As we are testing the differences, what assumptions are we making? And, what assumption checks can we do? (Remember, this is a one-sample t-test in disguise!)

Solution

As the repeated t-test is a one-sample t-test in disguise, we are assuming that the differences come from a normal distribution.

We can check this with visualisations, such as histograms and density plots:

ggplot(marriage_age, aes(x = age_diff)) +
    geom_histogram(binwidth = 1, color = 'white')

ggplot(marriage_age, aes(x = age_diff)) +
    geom_density()

We can also check using the shapiro.test() to test for normality:

shapiro.test(marriage_age$age_diff)

+--

■ Challenges ■
(A) Write out the repeated t-test passage from "As we are testing" to "a normal distribution.".
(B) Based on the repeated t-test passage, decide whether each statement agrees with it: (i) the repeated t-test is treated as a one-sample t-test in disguise; (ii) the assumption is that each spouse's age, taken separately, comes from a normal distribution; (iii) a boxplot is one of the suggested visual checks. Answer each with yes or no, quoting the words that decide it.
(C) Resume the repeated t-test passage after its final line.
The entries that follow are separate material from the repeated t-test passage.

■ Material supplied ■
+--

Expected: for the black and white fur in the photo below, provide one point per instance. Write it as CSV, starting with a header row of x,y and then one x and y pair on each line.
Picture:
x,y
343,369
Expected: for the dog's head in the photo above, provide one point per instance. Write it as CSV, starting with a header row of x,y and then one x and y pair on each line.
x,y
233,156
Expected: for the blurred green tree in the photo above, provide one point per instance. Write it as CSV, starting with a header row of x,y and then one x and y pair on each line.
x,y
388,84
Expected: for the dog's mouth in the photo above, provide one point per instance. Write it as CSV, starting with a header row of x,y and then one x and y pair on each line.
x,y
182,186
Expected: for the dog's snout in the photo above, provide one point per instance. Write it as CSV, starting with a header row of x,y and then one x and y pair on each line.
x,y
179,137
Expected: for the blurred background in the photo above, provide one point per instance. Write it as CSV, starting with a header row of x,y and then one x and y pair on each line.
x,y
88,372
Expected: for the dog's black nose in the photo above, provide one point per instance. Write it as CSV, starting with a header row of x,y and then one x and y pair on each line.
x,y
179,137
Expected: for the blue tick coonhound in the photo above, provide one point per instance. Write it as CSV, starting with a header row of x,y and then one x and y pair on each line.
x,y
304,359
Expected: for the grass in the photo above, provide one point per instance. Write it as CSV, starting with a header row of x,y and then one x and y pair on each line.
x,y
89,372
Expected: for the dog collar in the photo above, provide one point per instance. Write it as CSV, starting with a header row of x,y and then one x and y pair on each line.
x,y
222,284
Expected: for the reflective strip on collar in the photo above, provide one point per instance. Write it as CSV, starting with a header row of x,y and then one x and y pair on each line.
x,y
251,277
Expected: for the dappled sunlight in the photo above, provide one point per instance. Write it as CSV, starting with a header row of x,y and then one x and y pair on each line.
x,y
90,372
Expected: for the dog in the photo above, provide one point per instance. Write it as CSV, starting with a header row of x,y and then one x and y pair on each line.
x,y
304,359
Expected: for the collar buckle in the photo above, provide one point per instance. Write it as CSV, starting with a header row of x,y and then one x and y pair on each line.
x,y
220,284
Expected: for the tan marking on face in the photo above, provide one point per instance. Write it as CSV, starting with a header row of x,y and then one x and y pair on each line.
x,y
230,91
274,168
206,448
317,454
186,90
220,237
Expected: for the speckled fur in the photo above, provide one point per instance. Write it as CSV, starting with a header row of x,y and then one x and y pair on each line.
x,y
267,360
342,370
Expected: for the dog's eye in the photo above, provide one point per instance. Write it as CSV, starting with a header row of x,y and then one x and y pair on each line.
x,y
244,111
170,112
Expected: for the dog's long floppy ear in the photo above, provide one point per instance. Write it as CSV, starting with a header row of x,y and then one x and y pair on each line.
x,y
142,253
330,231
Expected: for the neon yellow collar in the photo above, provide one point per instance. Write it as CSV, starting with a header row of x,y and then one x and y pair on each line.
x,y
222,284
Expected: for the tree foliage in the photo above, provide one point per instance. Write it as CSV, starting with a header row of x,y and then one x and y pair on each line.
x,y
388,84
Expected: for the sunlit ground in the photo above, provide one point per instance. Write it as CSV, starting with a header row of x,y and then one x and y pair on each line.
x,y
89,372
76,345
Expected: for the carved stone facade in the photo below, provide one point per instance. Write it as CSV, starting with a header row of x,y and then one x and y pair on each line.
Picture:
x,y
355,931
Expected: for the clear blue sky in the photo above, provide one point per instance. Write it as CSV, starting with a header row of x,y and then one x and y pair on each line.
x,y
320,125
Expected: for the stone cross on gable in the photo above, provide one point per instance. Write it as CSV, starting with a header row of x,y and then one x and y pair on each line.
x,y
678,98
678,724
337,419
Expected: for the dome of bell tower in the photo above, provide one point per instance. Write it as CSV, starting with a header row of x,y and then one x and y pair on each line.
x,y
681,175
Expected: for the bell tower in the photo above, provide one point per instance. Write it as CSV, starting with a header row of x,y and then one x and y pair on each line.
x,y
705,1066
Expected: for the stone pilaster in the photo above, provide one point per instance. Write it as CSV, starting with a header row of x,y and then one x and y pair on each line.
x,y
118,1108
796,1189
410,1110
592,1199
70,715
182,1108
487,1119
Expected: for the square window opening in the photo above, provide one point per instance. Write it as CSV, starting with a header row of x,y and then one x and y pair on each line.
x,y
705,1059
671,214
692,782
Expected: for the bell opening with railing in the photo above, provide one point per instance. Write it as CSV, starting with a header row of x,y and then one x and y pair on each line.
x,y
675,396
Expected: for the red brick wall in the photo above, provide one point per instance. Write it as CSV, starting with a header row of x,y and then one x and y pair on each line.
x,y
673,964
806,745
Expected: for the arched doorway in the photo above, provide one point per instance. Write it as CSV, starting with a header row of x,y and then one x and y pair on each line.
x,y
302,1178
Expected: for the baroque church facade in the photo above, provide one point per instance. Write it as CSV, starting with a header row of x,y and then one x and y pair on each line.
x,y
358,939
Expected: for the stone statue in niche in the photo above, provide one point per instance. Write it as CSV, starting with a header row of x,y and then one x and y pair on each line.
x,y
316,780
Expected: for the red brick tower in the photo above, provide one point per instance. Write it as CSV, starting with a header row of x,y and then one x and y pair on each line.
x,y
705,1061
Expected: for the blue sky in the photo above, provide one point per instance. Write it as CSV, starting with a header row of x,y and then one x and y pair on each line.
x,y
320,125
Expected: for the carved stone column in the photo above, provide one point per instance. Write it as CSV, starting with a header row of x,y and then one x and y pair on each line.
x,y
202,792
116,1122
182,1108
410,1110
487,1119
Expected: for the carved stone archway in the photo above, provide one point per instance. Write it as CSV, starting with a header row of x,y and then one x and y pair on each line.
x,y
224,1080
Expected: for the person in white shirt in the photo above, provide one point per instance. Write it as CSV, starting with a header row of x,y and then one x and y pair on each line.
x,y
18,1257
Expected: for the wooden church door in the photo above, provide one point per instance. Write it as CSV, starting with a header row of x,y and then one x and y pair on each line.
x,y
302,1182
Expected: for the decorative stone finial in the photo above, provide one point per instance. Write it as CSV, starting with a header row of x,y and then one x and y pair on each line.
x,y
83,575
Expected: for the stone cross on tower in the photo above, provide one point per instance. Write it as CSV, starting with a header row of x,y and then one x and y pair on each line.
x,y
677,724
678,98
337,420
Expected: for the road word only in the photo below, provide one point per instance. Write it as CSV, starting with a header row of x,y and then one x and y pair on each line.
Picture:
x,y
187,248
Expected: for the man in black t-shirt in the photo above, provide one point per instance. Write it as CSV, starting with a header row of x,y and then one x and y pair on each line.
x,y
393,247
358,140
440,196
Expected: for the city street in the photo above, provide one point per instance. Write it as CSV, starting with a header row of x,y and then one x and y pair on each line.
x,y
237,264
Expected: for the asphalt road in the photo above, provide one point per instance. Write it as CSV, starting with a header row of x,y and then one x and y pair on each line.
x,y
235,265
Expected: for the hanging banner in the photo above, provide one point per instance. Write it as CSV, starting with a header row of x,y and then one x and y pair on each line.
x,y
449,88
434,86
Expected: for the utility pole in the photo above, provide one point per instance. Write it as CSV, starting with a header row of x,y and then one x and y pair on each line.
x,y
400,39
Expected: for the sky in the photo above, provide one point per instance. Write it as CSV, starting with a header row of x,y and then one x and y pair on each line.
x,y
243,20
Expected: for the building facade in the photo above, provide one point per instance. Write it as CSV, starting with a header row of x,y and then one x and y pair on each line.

+--

■ Answers to the exercises ■
(A)
As we are testing the differences, what assumptions are we making? And, what assumption checks can we do? (Remember, this is a one-sample t-test in disguise!)

Solution

As the repeated t-test is a one-sample t-test in disguise, we are assuming that the differences come from a normal distribution.

(B)
(i) Yes: "As the repeated t-test is a one-sample t-test in disguise"
(ii) No: "we are assuming that the differences come from a normal distribution."
(iii) No: "such as histograms and density plots"

(C)
## 
##  Shapiro-Wilk normality test
## 
## data:  marriage_age$age_diff
## W = 0.98079, p-value = 0.1444

Remember, the Shapiro-Wilks test null hypothesis is that the distribution is normal (i.e. we want a non-significant p-value).

Looks like our data is consistent with the null hypothesis that the population is normally distributed!

Question 3

If we’re about to conduct a t-test on the difference scores, what will the results mean?

If we get a positive t-statistic \((t_{obs} > 0)\), what direction is the difference? I.e. who is older? The husbands or the wives?

Solution

Question 4

Conduct a one-sample t-test, testing that the age differences are not equal to 0.

If you’re confused about one-sample t-tests, look back at Week 7’s lab!

Solution

t.test(marriage_age$age_diff, mu = 0)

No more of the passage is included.